> Provided text:
>>
Modelling Data in the Tidyverse Course Project

Introduction

This project uses data from the USA Consumer Complaint Database (CFPB), with the following training and test data sets as determined by the JHU instructors:

The central task is classification: “predict the consumer complaint category” or Product, which has four possible outcomes. Those outcomes (no rank order):

Credit card or prepaid card
Mortgage
Student Loan
Vehicle loan or lease

Approach

I took a ML approach that primarily uses the text data, but also includes one additional variable as a predictor. Hvitfledt and Silge (2021) demonstrate this possiblity in Supervised Machine Learning for Text Analysis in R. Although core modelling for my project is based on text mining, the engine is glmnet so that I might include my additional variable.

My additional variable, based upon my EDA, is derived from the company data. My EDA revealed two interesting findings First, out of 1497 distinct companies in the training data set, the vast majority are specialists – each operates within one Product category. (Please see above list). Therefore, any complaint associated with that company must belong to that product category. Second, although the vast majority of companies listed are specialists, the vast majority of product offerings are made by mixed lenders: companies that do NOT specialize.
<<
> Data lines:
>>
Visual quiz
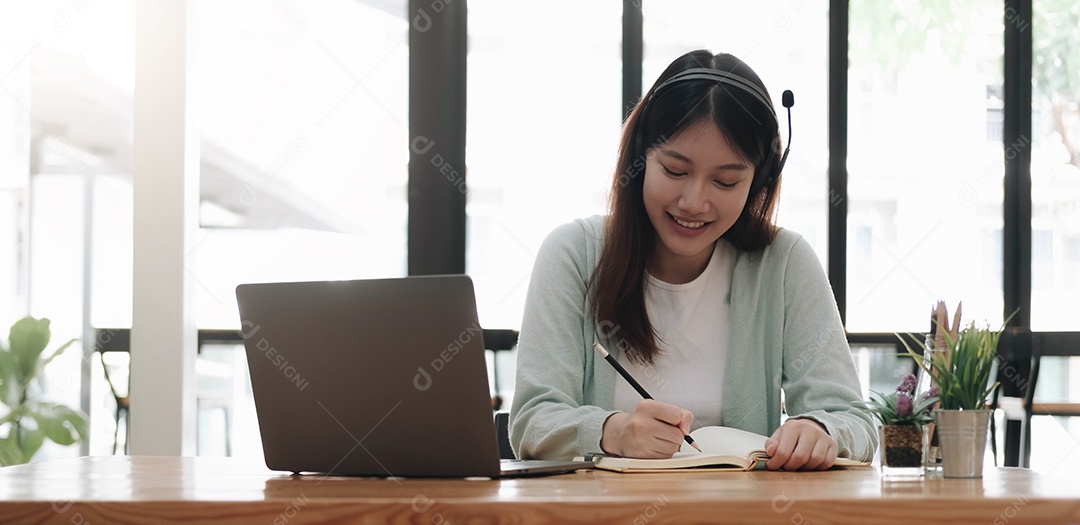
<<
> Exercise requirements:
**1)** In the course project write-up, how many distinct companies appear in the training data set?
**2)** Please write out the part of the course project write-up from "My additional variable, based" up to and including "do NOT specialize.".
Work only from the course project write-up, not from the listing.

> Per-task outputs:
**1)** 1497 distinct companies.

**2)**
My additional variable, based upon my EDA, is derived from the company data. My EDA revealed two interesting findings First, out of 1497 distinct companies in the training data set, the vast majority are specialists – each operates within one Product category. (Please see above list). Therefore, any complaint associated with that company must belong to that product category. Second, although the vast majority of companies listed are specialists, the vast majority of product offerings are made by mixed lenders: companies that do NOT specialize.